> SET PROBLEM:
According to the sparglim project description, which environment variable must be set to connect to a Spark Connect Server?

> DOCUMENT TEXT:
_ _ _ _ _ _ _
Skip to main content

sparglim

Project description

Sparglim ✨

Sparglim is aimed at providing a clean solution for PySpark applications in cloud-native scenarios (On K8S、Connect Server etc.).

This is a fledgling project, looking forward to any PRs, Feature Requests and Discussions!

🌟✨⭐ Start to support!

Quick Start

Run Jupyterlab with sparglim docker image:

docker run \
-it \
-p 8888:8888 \
wh1isper/jupyterlab-sparglim

Access http://localhost:8888 in browser to use jupyterlab with sparglim. Then you can try SQL Magic.

Run and Daemon a Spark Connect Server:

docker run \
-it \
-p 15002:15002 \
-p 4040:4040 \
wh1isper/sparglim-server

Access http://localhost:4040 for Spark-UI and sc://localhost:15002 for Spark Connect Server. Use sparglim to setup SparkSession to connect to Spark Connect Server.

Install: pip install sparglim[all]

  • Install only for config and daemon spark connect server pip install sparglim
  • Install for pyspark app pip install sparglim[pyspark]
  • Install for using magic within ipython/jupyter (will also install pyspark) pip install sparglim[magic]
  • Install for all above (such as using magic in jupyterlab on k8s) pip install sparglim[all]

Feature

  • Config Spark via environment variables
  • %SQL and %%SQL magic for executing Spark SQL in IPython/Jupyter
    • SQL statement can be written in multiple lines, support using ; to separate statements
    • Support config connect client, see Spark Connect Overview
    • TODO: Visualize the result of SQL statement(Spark Dataframe)
  • sparglim-server for daemon Spark Connect Server

User cases

Basic

from sparglim.config.builder import ConfigBuilder
from datetime import datetime, date
from pyspark.sql import Row

# Create a local[*] spark session with s3&kerberos config
spark = ConfigBuilder().get_or_create()

df = spark.createDataFrame([
    Row(a=1, b=2., c='string1', d=date(2000, 1, 1), e=datetime(2000, 1, 1, 12, 0)),
    Row(a=2, b=3., c='string2', d=date(2000, 2, 1), e=datetime(2000, 1, 2, 12, 0)),
    Row(a=4, b=5., c='string3', d=date(2000, 3, 1), e=datetime(2000, 1, 3, 12, 0))
])
df.show()

Building a PySpark App

To config Spark on k8s for Data explorations, see examples/jupyter-sparglim-on-k8s

To config Spark for ELT Application/Service, see project pyspark-sampling

Deploy Spark Connect Server on K8S (And Connect to it)

To daemon Spark Connect Server on K8S, see examples/sparglim-server

To daemon Spark Connect Server on K8S and Connect it in JupyterLab , see examples/jupyter-sparglim-sc

Connect to Spark Connect Server

Only thing need to do is to set SPARGLIM_REMOTE env, format is sc://host:port

Example Code:

import os
os.environ["SPARGLIM_REMOTE"] = "sc://localhost:15002" # or export SPARGLIM_REMOTE=sc://localhost:15002 before run python

from sparglim.config.builder import ConfigBuilder
from datetime import datetime, date
from pyspark.sql import Row


c = ConfigBuilder().config_connect_client()
_ _ _ _ _ _ _
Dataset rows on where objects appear
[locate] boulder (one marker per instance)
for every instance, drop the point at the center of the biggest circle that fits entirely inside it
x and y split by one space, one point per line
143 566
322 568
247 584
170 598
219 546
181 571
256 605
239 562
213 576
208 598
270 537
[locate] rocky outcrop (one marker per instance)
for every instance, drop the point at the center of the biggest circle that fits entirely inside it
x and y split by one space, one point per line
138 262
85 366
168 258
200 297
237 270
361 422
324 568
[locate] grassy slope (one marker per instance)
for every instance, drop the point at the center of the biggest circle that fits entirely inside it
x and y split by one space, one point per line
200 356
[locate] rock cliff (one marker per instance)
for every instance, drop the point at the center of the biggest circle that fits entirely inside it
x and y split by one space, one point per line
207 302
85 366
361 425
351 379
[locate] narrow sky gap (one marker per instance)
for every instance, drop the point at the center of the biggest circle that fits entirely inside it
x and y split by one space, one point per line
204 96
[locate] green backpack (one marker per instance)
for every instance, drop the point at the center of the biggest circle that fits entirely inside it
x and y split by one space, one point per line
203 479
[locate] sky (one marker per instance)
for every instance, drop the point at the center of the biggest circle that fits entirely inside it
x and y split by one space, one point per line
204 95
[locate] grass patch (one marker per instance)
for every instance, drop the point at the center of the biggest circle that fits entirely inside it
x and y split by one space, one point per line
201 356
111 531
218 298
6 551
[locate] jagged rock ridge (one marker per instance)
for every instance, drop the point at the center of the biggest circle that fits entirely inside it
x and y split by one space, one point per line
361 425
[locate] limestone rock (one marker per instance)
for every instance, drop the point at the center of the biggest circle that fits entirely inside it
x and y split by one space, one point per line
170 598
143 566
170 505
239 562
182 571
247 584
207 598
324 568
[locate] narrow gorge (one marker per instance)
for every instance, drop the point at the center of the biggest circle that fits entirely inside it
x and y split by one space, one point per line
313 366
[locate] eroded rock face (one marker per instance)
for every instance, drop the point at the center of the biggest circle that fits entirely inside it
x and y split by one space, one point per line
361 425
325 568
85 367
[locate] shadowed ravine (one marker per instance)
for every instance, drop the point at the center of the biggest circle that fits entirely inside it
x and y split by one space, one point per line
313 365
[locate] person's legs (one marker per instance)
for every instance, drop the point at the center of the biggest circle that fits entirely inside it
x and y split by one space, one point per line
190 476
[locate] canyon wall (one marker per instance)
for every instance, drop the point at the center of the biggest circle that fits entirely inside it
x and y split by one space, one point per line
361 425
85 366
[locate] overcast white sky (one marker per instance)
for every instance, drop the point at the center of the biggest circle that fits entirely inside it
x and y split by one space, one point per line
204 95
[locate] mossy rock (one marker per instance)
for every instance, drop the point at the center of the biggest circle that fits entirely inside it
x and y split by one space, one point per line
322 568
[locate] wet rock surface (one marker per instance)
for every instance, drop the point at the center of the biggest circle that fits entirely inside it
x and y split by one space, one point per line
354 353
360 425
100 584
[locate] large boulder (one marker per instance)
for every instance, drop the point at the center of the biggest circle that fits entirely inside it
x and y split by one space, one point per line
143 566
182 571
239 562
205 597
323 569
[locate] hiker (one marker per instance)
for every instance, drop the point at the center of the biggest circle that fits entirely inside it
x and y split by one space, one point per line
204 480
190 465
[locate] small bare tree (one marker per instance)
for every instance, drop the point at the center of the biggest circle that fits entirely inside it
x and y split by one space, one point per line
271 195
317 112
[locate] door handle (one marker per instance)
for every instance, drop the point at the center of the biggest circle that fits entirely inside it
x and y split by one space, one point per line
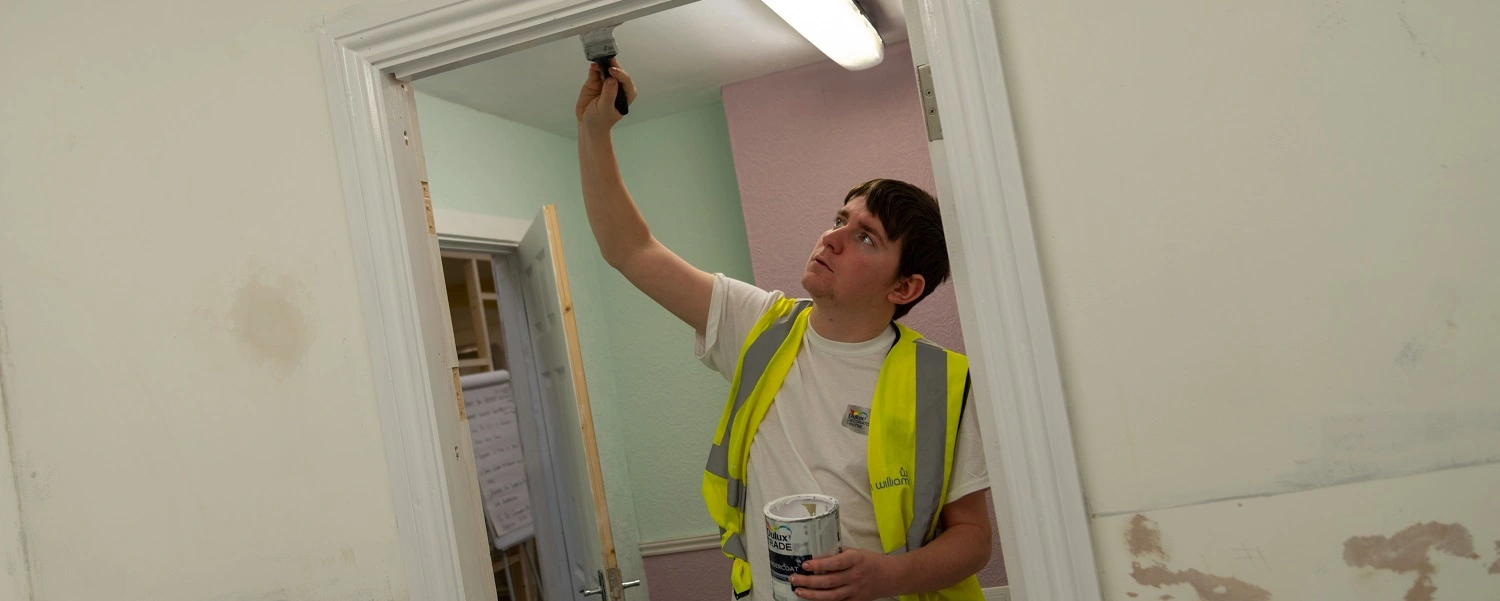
605 586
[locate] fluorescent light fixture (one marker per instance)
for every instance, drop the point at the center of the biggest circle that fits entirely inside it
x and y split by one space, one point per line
837 27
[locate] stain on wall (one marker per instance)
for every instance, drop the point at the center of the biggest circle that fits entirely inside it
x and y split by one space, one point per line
1143 538
1208 586
270 321
1410 550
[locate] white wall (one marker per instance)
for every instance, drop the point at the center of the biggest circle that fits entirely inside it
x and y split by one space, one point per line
1268 233
186 379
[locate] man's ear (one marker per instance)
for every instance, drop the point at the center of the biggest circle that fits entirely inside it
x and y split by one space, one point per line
908 290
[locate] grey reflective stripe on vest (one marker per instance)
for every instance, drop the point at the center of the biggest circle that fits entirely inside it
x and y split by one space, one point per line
735 546
932 439
758 357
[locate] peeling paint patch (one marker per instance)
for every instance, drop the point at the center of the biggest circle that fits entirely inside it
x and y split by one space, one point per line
1145 540
272 322
1208 586
1410 552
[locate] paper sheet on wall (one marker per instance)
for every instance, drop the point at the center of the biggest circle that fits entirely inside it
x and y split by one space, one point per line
489 403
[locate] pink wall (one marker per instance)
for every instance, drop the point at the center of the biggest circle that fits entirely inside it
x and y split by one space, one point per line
803 138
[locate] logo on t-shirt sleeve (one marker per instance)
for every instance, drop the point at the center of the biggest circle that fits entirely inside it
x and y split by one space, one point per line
857 420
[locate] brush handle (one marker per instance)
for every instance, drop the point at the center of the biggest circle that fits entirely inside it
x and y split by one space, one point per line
621 104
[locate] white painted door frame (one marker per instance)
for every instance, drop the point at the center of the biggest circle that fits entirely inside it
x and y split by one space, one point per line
369 54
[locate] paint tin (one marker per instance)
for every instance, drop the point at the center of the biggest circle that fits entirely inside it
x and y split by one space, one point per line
798 528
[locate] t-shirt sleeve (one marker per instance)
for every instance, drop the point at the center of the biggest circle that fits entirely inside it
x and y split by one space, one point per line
732 312
969 472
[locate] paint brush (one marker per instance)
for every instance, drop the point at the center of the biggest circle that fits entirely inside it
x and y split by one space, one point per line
599 47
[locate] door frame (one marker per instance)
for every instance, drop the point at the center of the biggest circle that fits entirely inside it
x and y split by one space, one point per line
371 54
500 239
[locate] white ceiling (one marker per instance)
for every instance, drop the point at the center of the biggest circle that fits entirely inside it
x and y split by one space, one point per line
678 57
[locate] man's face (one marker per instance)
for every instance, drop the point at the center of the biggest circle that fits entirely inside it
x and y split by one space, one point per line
854 263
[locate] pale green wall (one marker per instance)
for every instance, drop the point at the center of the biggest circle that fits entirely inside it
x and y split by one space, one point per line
639 358
681 173
483 164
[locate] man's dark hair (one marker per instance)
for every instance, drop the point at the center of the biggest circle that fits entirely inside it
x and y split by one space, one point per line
909 216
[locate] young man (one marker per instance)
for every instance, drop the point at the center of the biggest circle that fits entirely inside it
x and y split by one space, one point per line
828 396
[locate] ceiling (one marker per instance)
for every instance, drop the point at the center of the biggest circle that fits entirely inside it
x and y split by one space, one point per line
678 57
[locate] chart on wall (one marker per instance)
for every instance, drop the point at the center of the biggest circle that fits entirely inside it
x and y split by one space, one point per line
501 468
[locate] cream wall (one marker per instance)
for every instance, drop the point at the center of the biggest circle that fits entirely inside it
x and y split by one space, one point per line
1268 233
185 370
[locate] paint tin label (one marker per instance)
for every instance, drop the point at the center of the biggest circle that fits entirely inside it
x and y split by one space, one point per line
798 528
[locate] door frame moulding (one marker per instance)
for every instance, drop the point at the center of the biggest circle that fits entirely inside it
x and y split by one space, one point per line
369 57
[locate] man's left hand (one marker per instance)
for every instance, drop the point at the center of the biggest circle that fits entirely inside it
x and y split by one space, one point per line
855 574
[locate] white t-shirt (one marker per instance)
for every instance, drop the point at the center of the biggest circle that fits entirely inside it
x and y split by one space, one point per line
812 450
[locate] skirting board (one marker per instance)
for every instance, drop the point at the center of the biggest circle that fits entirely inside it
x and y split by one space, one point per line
998 594
680 546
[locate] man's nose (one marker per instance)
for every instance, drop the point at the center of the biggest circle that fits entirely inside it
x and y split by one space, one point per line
834 240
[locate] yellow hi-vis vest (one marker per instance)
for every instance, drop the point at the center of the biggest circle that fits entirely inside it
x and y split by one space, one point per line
914 427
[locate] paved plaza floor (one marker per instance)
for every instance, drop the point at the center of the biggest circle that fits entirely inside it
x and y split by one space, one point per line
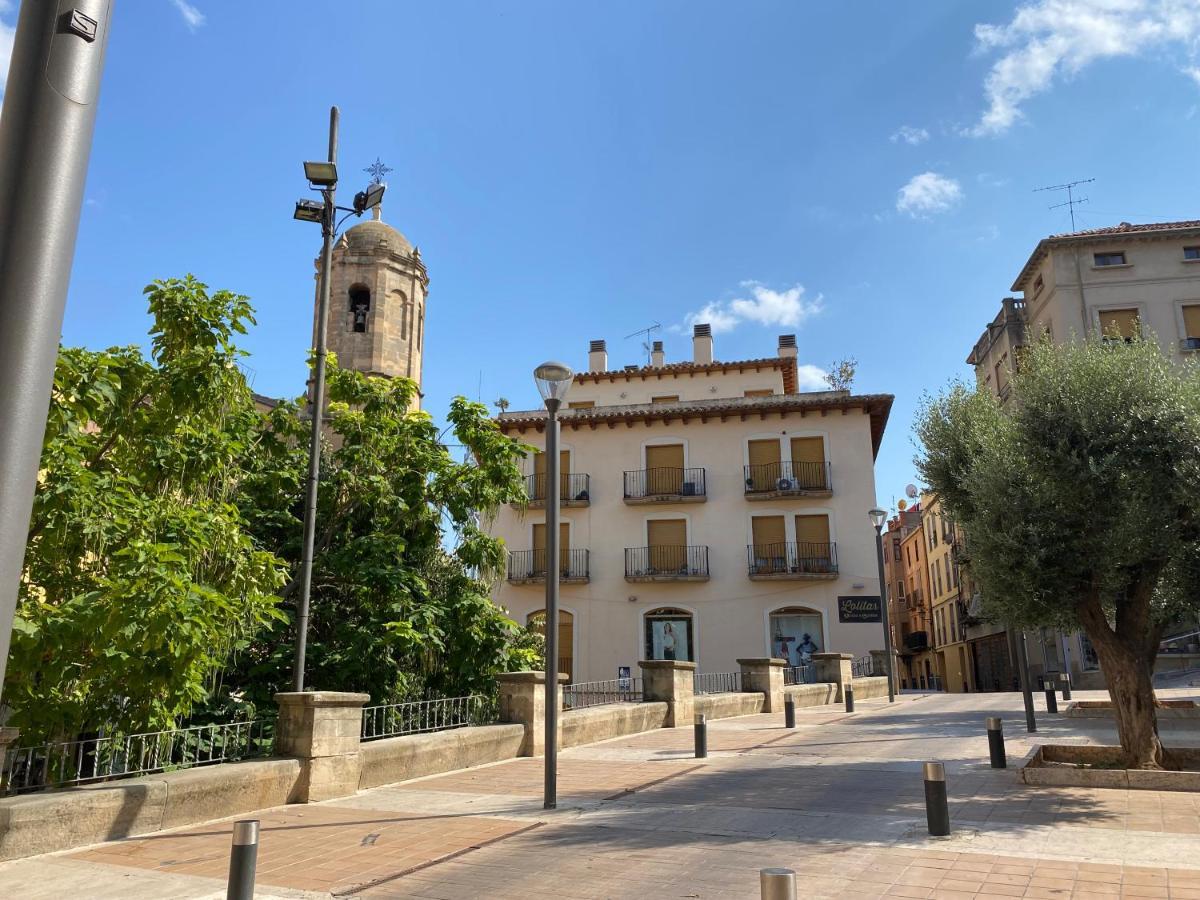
839 799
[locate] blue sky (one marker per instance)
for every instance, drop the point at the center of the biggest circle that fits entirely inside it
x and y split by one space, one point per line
857 173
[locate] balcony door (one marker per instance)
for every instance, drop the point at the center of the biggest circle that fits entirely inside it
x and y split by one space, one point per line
765 468
539 547
539 471
808 462
664 469
667 539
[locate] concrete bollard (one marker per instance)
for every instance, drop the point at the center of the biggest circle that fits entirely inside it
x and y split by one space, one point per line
777 885
937 810
243 861
996 742
1051 699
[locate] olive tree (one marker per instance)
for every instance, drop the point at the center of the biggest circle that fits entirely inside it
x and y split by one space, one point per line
1079 503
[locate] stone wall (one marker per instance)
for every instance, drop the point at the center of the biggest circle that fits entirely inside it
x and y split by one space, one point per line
73 817
391 760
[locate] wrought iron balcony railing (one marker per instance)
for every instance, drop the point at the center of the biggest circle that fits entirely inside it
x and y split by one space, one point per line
574 490
665 484
529 565
793 561
666 563
775 479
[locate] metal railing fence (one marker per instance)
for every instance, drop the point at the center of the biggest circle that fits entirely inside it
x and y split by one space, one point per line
717 683
391 720
648 484
804 673
659 561
114 756
597 694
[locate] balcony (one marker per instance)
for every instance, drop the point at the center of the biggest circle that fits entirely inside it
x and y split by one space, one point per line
666 485
528 567
666 563
793 562
772 480
574 490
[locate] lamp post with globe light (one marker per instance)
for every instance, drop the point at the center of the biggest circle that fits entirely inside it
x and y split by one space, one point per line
553 379
879 517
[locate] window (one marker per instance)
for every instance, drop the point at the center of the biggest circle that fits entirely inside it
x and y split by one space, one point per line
360 305
537 622
1119 324
1192 322
669 635
796 635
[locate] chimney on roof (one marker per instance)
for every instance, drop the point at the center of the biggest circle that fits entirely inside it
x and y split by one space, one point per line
702 345
598 357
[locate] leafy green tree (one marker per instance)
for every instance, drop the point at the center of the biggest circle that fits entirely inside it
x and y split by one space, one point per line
402 570
1080 504
141 574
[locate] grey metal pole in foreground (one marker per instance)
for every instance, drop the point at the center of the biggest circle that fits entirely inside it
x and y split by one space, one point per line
887 618
550 799
243 861
46 129
317 412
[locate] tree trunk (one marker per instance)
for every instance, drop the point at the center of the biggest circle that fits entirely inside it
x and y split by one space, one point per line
1127 661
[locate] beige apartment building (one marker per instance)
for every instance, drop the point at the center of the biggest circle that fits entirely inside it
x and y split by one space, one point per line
711 510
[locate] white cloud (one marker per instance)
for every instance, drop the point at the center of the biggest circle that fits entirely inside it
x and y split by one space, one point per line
1048 40
810 378
192 17
762 305
928 193
910 135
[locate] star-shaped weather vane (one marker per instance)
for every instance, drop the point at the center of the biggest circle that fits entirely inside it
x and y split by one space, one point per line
377 171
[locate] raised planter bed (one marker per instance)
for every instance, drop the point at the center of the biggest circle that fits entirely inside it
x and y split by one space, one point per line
1090 766
1165 711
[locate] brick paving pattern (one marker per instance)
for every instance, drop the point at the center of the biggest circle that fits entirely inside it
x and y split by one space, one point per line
839 799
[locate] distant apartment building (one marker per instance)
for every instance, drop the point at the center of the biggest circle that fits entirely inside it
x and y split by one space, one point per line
711 510
1109 282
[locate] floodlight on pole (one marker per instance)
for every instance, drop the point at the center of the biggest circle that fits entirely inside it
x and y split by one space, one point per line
321 174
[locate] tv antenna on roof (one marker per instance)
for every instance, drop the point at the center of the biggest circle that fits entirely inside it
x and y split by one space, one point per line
1071 202
646 340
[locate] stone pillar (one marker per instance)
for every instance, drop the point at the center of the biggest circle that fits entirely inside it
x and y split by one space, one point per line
765 676
672 682
322 730
523 701
880 666
834 669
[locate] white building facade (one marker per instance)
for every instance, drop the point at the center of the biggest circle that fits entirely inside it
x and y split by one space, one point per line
711 511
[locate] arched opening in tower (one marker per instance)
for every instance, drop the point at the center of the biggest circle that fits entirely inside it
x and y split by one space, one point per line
360 305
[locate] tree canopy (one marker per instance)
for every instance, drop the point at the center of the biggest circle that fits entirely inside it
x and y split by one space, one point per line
163 552
1079 502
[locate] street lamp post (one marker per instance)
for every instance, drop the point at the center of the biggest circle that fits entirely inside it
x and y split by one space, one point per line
553 381
879 517
322 177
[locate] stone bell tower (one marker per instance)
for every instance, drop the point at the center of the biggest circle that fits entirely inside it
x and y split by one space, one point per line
378 286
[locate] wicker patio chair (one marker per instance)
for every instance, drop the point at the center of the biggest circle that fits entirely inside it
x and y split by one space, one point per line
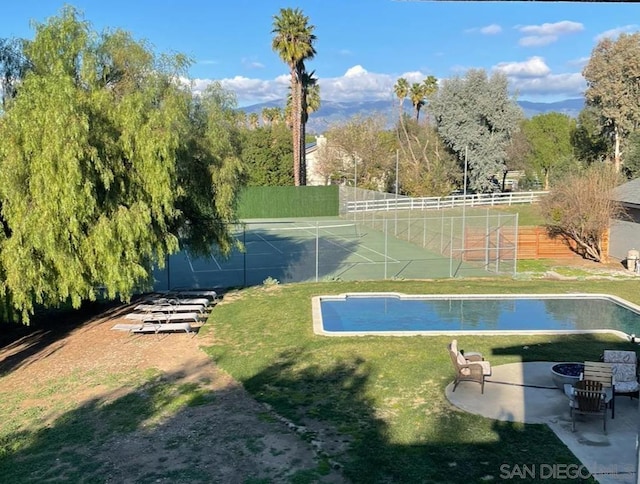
588 399
602 372
468 367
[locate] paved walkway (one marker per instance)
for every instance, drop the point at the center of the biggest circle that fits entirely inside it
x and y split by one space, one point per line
524 392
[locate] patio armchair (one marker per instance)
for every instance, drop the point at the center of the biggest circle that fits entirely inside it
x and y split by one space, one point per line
603 373
624 365
588 399
469 366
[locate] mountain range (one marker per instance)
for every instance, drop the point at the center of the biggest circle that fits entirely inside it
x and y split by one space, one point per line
333 112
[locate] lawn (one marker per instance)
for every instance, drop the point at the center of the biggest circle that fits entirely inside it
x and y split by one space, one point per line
377 404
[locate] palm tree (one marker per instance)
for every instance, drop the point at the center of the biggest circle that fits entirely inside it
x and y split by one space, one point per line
310 102
416 94
293 41
254 120
420 92
401 89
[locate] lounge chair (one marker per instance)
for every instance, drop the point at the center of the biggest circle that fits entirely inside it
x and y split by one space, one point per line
163 317
588 399
163 328
178 301
603 373
170 308
468 366
625 372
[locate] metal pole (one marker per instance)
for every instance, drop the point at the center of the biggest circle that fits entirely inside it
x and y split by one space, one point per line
386 256
317 248
396 214
464 205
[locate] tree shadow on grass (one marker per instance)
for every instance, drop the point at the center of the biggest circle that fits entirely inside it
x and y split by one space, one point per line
168 429
173 430
448 445
21 344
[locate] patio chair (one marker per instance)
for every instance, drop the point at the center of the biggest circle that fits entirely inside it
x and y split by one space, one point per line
469 366
624 365
588 399
603 373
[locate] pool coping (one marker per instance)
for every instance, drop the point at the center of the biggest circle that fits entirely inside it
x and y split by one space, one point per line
318 327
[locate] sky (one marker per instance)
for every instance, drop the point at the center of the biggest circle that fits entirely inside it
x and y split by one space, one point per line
363 46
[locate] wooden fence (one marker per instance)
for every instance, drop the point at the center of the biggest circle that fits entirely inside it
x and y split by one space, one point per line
532 243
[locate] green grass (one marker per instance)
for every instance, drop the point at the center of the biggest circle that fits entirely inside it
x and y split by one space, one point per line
51 441
385 395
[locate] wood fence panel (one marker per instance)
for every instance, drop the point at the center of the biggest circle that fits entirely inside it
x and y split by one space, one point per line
533 243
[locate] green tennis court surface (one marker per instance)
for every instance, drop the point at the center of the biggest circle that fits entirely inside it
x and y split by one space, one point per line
300 250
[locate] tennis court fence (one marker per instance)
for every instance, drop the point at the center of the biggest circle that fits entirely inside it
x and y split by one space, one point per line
378 247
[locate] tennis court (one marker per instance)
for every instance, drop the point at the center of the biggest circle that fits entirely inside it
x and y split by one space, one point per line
306 250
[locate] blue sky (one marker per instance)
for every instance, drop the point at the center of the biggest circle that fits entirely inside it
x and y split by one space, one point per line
363 46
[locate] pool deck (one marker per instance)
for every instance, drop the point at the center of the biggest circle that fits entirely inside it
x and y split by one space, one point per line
525 392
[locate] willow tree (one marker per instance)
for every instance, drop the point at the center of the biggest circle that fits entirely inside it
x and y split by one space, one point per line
293 41
613 84
476 117
90 184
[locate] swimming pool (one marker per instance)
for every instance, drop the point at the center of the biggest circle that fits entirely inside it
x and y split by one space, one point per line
404 315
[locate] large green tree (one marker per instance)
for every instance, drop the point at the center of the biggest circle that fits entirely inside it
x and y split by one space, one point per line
550 138
96 170
266 152
426 166
476 117
590 140
293 41
613 88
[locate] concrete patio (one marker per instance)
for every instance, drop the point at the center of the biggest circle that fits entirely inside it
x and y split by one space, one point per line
525 392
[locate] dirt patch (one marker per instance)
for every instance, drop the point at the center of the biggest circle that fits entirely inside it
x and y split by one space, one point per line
228 438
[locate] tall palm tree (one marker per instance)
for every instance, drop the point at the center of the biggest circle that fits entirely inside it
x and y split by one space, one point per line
293 41
310 102
254 120
416 94
419 93
401 89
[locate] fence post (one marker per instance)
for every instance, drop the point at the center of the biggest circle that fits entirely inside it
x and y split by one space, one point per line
317 248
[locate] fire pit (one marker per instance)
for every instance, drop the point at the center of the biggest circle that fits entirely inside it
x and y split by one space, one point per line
563 373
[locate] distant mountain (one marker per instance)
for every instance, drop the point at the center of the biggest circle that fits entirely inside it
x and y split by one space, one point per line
332 112
570 107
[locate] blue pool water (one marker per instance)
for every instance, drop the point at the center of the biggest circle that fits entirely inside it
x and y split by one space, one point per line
362 314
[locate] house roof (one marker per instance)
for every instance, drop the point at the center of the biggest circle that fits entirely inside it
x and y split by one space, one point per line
628 193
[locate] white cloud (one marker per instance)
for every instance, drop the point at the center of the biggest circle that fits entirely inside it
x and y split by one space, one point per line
557 28
537 40
492 29
252 64
581 62
558 86
530 79
613 33
532 67
547 33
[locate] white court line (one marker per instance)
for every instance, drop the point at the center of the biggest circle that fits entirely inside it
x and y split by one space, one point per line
193 271
267 242
390 259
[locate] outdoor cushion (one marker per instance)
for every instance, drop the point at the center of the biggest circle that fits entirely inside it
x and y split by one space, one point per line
617 356
623 373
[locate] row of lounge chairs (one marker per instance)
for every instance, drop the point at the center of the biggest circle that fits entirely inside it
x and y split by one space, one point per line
170 312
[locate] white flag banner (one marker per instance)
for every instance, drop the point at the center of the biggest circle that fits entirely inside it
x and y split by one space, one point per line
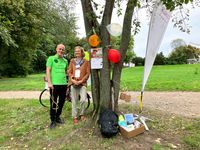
_ _ _ _ _ _ _
> SOLUTION TO THE PROBLEM:
SPARGLIM_REMOTE, in the format sc://host:port.